Stated problem 1 → Retype the records from the line with "target: lake water" up to and including the last line of the records, and leave the pictures out of your answer.

As Hubbard (2010) notes, there are a number of possible interpretations of the representational momentum mechanism, ranging from the low-level pereceptual-attentional mechanism to processes controlled by (implicit) conceptual knowledge. The explanatory status of representational momentum as an analog of operational momentum in arithmetic is then unclear. It may be either purely metaphorical, merely providing another description (like a model of a general attentional heuristic), or mechanistic, assuming use of the very same attentional processes in both spatial orienting and arithmetic (c.f. Hubbard, 2015, 2017). Under this more literal, mechanistic interpretation, RM and OM may share some computational and brain resources, which could lead to some interferences of attentional and numerical effects. Specifically, real motion of the attentionally tracked object may interfere with internal attention directed onto represented “motion” along the mental number-line and influence numerical processes, increasing or diminishing estimation biases in arithmetic. Some studies imply that this may indeed be the case. For example, perceiving leftward motion restores small numbers in space in left hemifield neglect (Salillas et al., 2009). It was also found that the direction of motion can cue attentional processes engaged in numerosity estimation. Schwiedrzik et al. (2016) used the neural adaptation paradigm in their experiment. Participants were adapted to leftward or rightward motion of a large cloud of dots. Adaptation to leftward motion led to overestimation of dot numerosity, while rightward motion led to underestimation biases. This suggests that the mechanism of attentional tracking leftward-moving objects sets attention to the small number side, while rightward motion moves attention to the larger number side (note that neural adaptation cancels direct effects of the stimuli, promoting the reversed pattern of reactions). The motion-induced operational momentum was also demonstrated in non-symbolic arithmetic in preschool children (Haman and Lipowska, 2021).

Segmentation dataset excerpts

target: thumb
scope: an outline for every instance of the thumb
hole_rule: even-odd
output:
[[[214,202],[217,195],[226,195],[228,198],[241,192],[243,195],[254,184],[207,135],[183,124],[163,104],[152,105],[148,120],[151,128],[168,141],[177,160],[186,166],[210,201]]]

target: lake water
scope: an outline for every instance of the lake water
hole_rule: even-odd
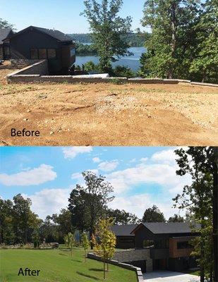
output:
[[[128,49],[133,56],[121,57],[119,61],[112,63],[113,66],[118,65],[125,66],[131,68],[133,71],[137,71],[140,67],[140,58],[143,53],[146,51],[144,47],[131,47]],[[93,63],[99,63],[99,57],[97,56],[76,56],[75,65],[82,66],[83,64],[92,61]]]

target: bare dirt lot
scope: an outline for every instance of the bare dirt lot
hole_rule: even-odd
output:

Stated problem 2 →
Answer these questions about the passage on representational momentum:
(a) According to Salillas et al. (2009), what does perceiving leftward motion restore in left hemifield neglect?
(b) In the Schwiedrzik et al. (2016) experiment, what did adaptation to leftward motion lead to?
(c) In whom was motion-induced operational momentum shown in non-symbolic arithmetic?

Final answer 1 →
target: lake water
scope: an outline for every instance of the lake water
hole_rule: even-odd
output:
[[[128,49],[133,56],[121,57],[119,61],[112,63],[113,66],[118,65],[125,66],[131,68],[133,71],[137,71],[140,67],[140,58],[143,53],[146,51],[144,47],[131,47]],[[93,63],[99,63],[99,57],[97,56],[76,56],[75,65],[82,66],[83,64],[92,61]]]

target: bare dirt lot
scope: an outline for every instance of the bare dirt lot
hole_rule: even-odd
output:

Final answer 2 →
(a) Small numbers in space.
(b) Overestimation of dot numerosity.
(c) Preschool children.